— Begin DATA —

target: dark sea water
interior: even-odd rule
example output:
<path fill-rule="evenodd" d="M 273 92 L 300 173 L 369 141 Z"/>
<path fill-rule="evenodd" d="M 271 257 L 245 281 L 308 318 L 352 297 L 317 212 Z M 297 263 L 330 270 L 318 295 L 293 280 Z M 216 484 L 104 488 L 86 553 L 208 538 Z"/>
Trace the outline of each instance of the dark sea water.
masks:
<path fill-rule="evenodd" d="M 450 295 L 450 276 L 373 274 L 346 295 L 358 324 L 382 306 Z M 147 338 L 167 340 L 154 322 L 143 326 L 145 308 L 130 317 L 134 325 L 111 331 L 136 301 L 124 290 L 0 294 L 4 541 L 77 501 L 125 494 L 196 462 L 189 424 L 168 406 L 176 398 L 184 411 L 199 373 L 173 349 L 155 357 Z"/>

— End DATA —

**OBJECTIVE:**
Write out all of the data above again, line for line, without changing a thing.

**ANSWER TO THIS TASK:**
target: dark sea water
interior: even-odd rule
example output:
<path fill-rule="evenodd" d="M 273 92 L 300 173 L 369 141 Z"/>
<path fill-rule="evenodd" d="M 271 257 L 245 281 L 308 318 L 352 297 L 317 212 Z M 297 263 L 330 270 L 318 295 L 293 280 Z M 216 484 L 104 488 L 86 553 L 208 538 Z"/>
Trace the outline of each instance of the dark sea water.
masks:
<path fill-rule="evenodd" d="M 450 295 L 450 276 L 373 274 L 346 295 L 358 324 L 382 306 Z M 147 338 L 167 340 L 154 322 L 143 326 L 145 308 L 130 317 L 134 325 L 111 331 L 136 301 L 124 290 L 0 294 L 4 541 L 77 501 L 125 494 L 196 462 L 189 424 L 168 406 L 176 398 L 184 411 L 199 373 L 173 349 L 155 357 Z"/>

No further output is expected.